TEXT PASSAGE>
☆ ☆ ☆
Soybeans have to be moved throughout the post harvest system. This includes soybean transport from the fields to the threshing or drying site, and then to storehouses or to collection centers and further transpost to processing industries or to bigger central storage buildings. Finally, the beans move from these industries or storage buildings to wholesalers or retailers for final marketing. The type of transport used to move soybeans depends on the amount of beans and distance traveled. It is especially important to transport the beans from the field to storage centers as soon as possible to avoid deterioration.

Losses during transport must be minimumized. Loss means the difference in weight between the quantity loaded before transport and the quantity unloaded after transport. In addition, there is a loss in quality when the beans undergo changes during transport. To avoid transport losses, bags must be checked before filled with beans since the bags are reused and can tear and leak during loading or unloading. Care must be taken to load and arrange bags properly in the truck to avoiding crushing the lower layers and to permit air to circulate around the bags. Also, soybeans must be protected while being transported in the rainy season.

" Drying" is a post harvest phase during which the beans are rapidly dried until they reach the "safe-moisture" level. After threshing, the moisture content of the beans is sometimes too high for good conservation (13 to 15 percent). The purpose of drying is to lower the moisture content in order to guarantee conditions favorable for storage or for further processing and handling of the product. Drying can be done by allowing warm, dry air to circulate around the f beans.

Essentially two methods of drying are utilized, either natural or artificial drying.
☆ ☆ ☆
COLLECTED DATA>
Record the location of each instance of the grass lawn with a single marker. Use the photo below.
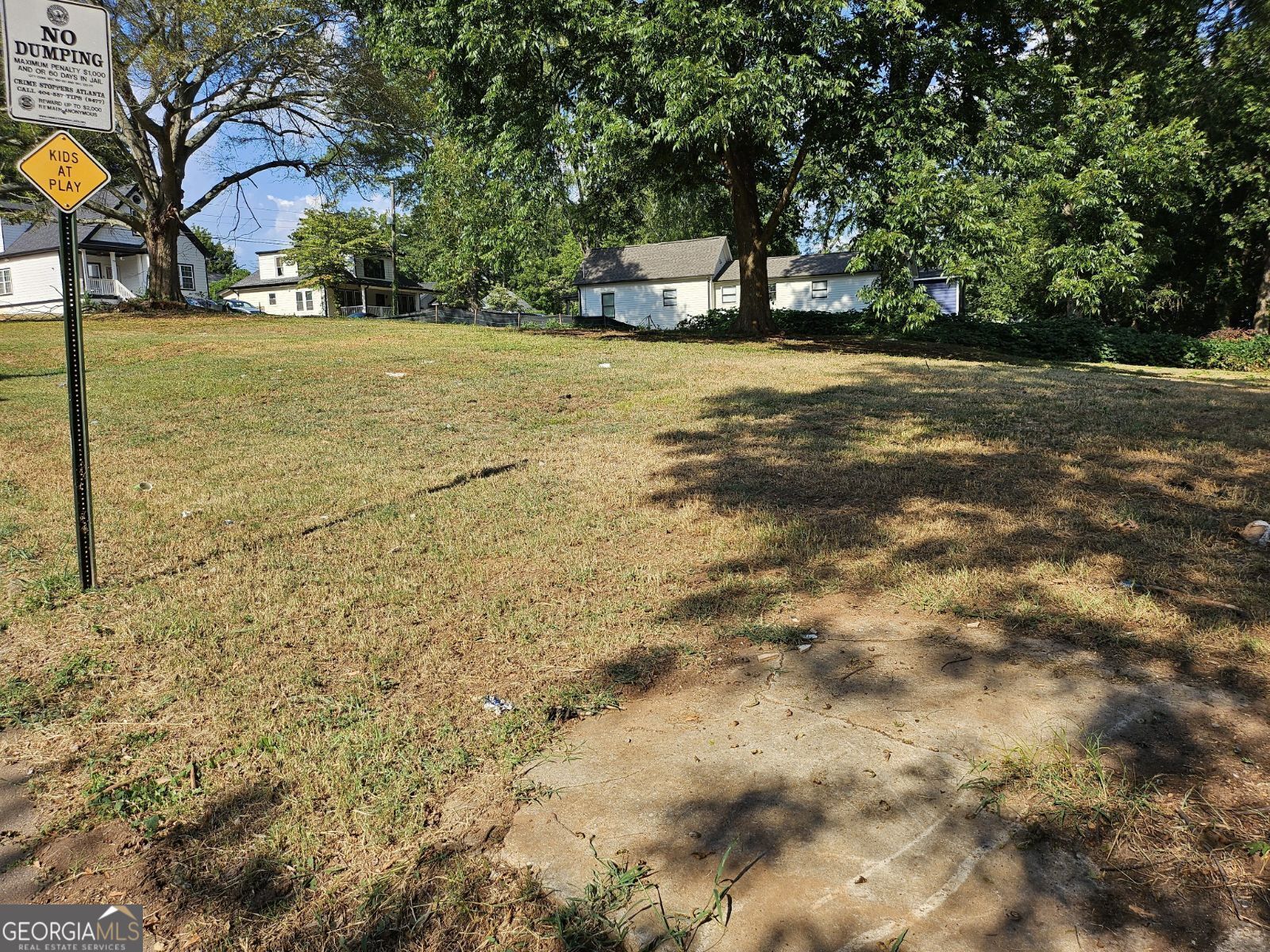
☆ ☆ ☆
TO DO> Write the next part of the passage on soybean transport and drying, picking up after its final sentence.

TASK OUTPUT>
  • Natural drying. In dry climates and soybean producing regions that may not have access to mechanized drying equipment, the threshed soybeans are spread in thin layers on a drying-floor where they are exposed to the air and sunlight for about 1 to 2 weeks. The beans must be stirred frequently to encourage uniform drying. As a rule of thumb, the relative humidity of the ambient air must not exceed 70 percent for drying to be effective. When relying on natural drying methods, soybeans must not be exposed at night. The cold and moist night air fosters re-humidification of the beans which may be detrimental to bean quality. Natural drying methods should not be used in humid regions or during rainy seasons.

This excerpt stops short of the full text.